AIM OF THE TASK – Your task is to give the data again, exactly, with every line intact.

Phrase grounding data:
<<<<
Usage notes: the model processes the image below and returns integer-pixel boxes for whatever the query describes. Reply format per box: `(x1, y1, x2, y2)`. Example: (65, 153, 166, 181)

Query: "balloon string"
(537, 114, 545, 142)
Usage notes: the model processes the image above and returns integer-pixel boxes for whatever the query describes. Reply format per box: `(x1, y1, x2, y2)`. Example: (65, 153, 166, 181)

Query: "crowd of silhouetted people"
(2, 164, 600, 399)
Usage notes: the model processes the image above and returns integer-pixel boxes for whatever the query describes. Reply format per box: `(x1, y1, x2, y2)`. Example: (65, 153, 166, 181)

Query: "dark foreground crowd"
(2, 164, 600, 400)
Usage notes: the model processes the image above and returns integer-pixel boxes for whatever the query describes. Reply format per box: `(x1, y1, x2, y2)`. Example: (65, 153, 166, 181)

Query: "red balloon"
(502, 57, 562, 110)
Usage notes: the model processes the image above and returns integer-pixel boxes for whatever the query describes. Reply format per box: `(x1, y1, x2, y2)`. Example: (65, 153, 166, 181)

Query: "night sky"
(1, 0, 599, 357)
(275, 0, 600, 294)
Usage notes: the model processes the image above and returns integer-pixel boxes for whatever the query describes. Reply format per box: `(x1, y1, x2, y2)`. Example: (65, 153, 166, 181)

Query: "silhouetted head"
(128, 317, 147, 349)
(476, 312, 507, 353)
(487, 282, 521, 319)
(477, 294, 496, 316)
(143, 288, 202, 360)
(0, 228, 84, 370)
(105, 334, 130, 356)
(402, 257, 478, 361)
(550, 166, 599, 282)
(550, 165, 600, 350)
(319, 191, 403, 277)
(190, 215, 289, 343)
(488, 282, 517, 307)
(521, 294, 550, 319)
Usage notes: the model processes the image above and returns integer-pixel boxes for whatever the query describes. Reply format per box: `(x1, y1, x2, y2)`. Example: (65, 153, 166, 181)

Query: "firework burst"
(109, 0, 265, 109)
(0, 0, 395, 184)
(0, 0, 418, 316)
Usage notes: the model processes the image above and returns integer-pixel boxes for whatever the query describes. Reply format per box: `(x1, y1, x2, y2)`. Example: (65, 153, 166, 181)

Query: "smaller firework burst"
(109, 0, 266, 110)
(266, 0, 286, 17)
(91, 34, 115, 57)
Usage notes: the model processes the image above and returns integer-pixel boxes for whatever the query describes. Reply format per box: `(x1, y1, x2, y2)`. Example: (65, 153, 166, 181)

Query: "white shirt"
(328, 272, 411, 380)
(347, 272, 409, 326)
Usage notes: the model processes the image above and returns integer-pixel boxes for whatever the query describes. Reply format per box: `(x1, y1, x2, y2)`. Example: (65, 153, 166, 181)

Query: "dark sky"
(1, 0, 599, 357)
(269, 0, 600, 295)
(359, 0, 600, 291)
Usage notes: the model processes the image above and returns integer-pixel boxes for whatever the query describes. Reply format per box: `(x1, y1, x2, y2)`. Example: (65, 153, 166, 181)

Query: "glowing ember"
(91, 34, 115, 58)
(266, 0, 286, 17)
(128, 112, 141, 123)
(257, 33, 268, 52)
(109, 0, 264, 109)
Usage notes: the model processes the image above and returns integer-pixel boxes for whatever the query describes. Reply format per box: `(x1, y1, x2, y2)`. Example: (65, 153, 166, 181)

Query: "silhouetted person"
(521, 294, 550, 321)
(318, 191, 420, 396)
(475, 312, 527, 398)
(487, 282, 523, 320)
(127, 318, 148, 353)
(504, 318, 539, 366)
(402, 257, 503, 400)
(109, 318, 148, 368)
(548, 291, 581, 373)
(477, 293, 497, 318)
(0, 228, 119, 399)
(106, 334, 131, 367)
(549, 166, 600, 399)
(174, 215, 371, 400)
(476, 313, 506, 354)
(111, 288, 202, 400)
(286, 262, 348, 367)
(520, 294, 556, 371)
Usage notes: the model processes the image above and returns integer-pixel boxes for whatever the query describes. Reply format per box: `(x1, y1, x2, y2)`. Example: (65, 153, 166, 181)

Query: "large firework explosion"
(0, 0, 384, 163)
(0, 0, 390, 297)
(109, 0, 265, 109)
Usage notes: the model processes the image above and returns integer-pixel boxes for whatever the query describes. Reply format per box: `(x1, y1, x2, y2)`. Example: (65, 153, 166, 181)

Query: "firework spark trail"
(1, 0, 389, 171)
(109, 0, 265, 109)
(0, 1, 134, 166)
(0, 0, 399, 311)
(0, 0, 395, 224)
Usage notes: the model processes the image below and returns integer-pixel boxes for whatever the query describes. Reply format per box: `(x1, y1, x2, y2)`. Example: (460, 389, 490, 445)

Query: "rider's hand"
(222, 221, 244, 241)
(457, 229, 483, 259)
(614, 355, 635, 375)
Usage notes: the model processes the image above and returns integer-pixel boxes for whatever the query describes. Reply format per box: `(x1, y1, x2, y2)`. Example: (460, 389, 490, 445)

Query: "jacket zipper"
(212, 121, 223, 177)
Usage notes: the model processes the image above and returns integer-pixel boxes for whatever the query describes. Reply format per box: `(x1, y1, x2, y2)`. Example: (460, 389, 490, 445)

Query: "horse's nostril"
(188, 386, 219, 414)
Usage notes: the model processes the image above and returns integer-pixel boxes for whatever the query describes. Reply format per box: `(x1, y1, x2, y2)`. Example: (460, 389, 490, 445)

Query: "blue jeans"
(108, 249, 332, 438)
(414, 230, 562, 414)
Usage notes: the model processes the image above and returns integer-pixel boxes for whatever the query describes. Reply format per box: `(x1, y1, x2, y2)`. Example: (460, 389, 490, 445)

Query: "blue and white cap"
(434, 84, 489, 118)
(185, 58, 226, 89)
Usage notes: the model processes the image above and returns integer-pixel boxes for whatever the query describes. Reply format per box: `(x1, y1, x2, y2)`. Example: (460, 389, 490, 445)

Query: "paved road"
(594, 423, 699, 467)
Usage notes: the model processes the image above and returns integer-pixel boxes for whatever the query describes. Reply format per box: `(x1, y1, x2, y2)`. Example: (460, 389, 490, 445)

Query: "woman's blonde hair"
>>>>
WRITTEN ANSWER –
Usage notes: the model processes the image below and returns integer-pixel boxes for whatever the query describes. Reply format per box: `(x1, y1, x2, y2)`. Example: (65, 153, 166, 181)

Query: "balloon string"
(537, 114, 545, 142)
Usage notes: the model processes the image above and returns integer-pixel boxes for whatever the query describes. Reply format per box: `(x1, y1, x2, y2)`. Example: (65, 153, 166, 181)

Query: "crowd of silhouetted people"
(2, 164, 600, 399)
Usage notes: the model processes the image above and returns integer-pixel boxes for whatever the query describes. Reply format per box: `(x1, y1, x2, y2)`. Example: (65, 153, 166, 181)

Query: "dark foreground crowd"
(2, 164, 600, 400)
Usage notes: the model processes the image above and returns integer-pixel boxes for whatever the query describes. Reply format per box: `(x1, y1, x2, y2)`. Example: (65, 153, 166, 181)

Query: "red balloon"
(502, 57, 562, 110)
Usage notes: the model processes the image above and returns integer-pixel boxes for whatever the query describes. Reply format per box: `(x1, y1, x2, y2)`. Example: (65, 153, 166, 181)

Query: "night sky"
(1, 0, 599, 357)
(275, 0, 600, 294)
Usage notes: the model processes the image above and returns integer-pixel boxes for whatever the query describes. Reply format per box: `(x1, y1, x2, y2)`. Example: (65, 153, 166, 181)

Query: "silhouetted head"
(128, 317, 147, 349)
(476, 312, 507, 353)
(487, 282, 521, 319)
(477, 294, 496, 316)
(143, 288, 202, 360)
(0, 228, 84, 370)
(105, 334, 130, 356)
(402, 257, 478, 361)
(550, 166, 599, 282)
(550, 165, 600, 350)
(319, 191, 403, 277)
(190, 215, 289, 343)
(488, 282, 517, 307)
(521, 294, 550, 319)
Usage notes: the model processes the image above and returns integer-pixel boxes for whatever the query describes. Reply format per box: `(x1, y1, x2, y2)`. Example: (65, 153, 166, 181)

Query: "firework burst"
(109, 0, 265, 109)
(0, 0, 395, 184)
(0, 0, 418, 316)
Usage notes: the model processes the image above and returns integer-pixel boxes for whatever the query describes. Reply format per box: `(x1, y1, x2, y2)`. Example: (65, 153, 166, 181)

Query: "smaller firework burst"
(109, 0, 266, 110)
(266, 0, 286, 17)
(91, 34, 115, 57)
Usage notes: the model processes the image above and returns integer-pixel boxes for whatever the query describes. Reply format per box: `(x1, y1, x2, y2)`. Example: (65, 153, 166, 181)

Query: "white shirt"
(328, 272, 411, 380)
(347, 272, 409, 326)
Usage notes: the model processes the image above and returns integer-pixel boxes for whatever the query describes. Reply format per box: `(x1, y1, x2, y2)`. Example: (65, 153, 166, 181)

Query: "dark sky"
(1, 0, 599, 357)
(269, 0, 600, 295)
(359, 0, 600, 291)
Usage notes: the model processes the image above and returns integer-pixel boxes for whatever the query describes. Reply format per box: `(x1, y1, x2, y2)`. Example: (65, 153, 166, 181)

Query: "glowing ember"
(91, 34, 115, 58)
(266, 0, 286, 17)
(128, 112, 141, 123)
(257, 33, 268, 52)
(109, 0, 264, 109)
Usage notes: the model processes the image above and returns integer-pixel boxes for whatever the query describes. Reply format per box: `(x1, y1, x2, y2)`. Example: (65, 153, 166, 181)

Query: "silhouetted person"
(521, 294, 550, 321)
(318, 191, 420, 396)
(475, 312, 527, 398)
(487, 282, 523, 320)
(127, 318, 148, 353)
(504, 318, 539, 366)
(402, 257, 503, 400)
(109, 318, 148, 368)
(548, 291, 581, 373)
(477, 293, 497, 318)
(0, 228, 119, 399)
(106, 334, 131, 367)
(549, 166, 600, 399)
(174, 215, 371, 400)
(476, 313, 506, 354)
(111, 288, 202, 400)
(286, 262, 348, 367)
(520, 294, 556, 371)
Usage notes: the model processes the image above and returns integer-pixel boxes for whatever the query describes. Reply format per box: `(x1, y1, x2, y2)`. Example: (65, 153, 166, 181)

Query: "large firework explosion"
(0, 0, 384, 163)
(0, 0, 390, 297)
(109, 0, 265, 109)
Usage notes: the model processes the image above and returns integer-pixel boxes for whatever the query describes. Reply format per box: `(x1, y1, x2, y2)`. Example: (65, 153, 166, 181)

Query: "firework spark trail"
(1, 0, 389, 171)
(109, 0, 265, 109)
(0, 1, 134, 166)
(0, 0, 399, 311)
(0, 0, 395, 224)
Usage notes: the model processes the image below and returns integer-pixel boxes for whatever the query describes. Reply format per box: `(x1, y1, x2, y2)`. Example: (460, 389, 490, 445)

Query: "rider's hand"
(222, 221, 244, 241)
(457, 229, 483, 259)
(614, 355, 635, 375)
Usage notes: the model processes the image above and returns integer-pixel boxes for whatever the query describes. Reply format per box: `(x1, y1, x2, y2)`. Example: (460, 389, 490, 445)

Query: "jacket zipper"
(212, 121, 223, 177)
Usage notes: the model processes the image above and returns integer-pixel boxes for whatever the query describes. Reply format per box: `(x1, y1, x2, y2)`. Example: (460, 389, 490, 445)

Query: "horse's nostril"
(188, 386, 219, 414)
Usage notes: the model processes the image above and returns integer-pixel boxes for whatever the query describes. Reply format per box: `(x1, y1, x2, y2)`. Example: (460, 389, 490, 445)

Query: "blue jeans"
(108, 249, 332, 438)
(414, 230, 562, 414)
Usage notes: the model processes the image above and returns integer-pixel boxes for whatever the query describes. Reply format per box: `(x1, y1, x2, y2)`. Example: (460, 389, 490, 445)

Query: "blue and white cap"
(434, 84, 489, 118)
(185, 58, 226, 89)
Usage notes: the model processes the image above and returns integer-pixel boxes for whatever the query describes. Reply format per box: `(x1, y1, x2, y2)`. Example: (460, 389, 490, 445)

Query: "paved road"
(594, 423, 699, 467)
Usage notes: the model processes the image above and returns integer-pixel boxes for whatever the query describes. Reply format per box: `(x1, y1, x2, y2)`. Example: (460, 389, 490, 445)

Query: "woman's blonde hair"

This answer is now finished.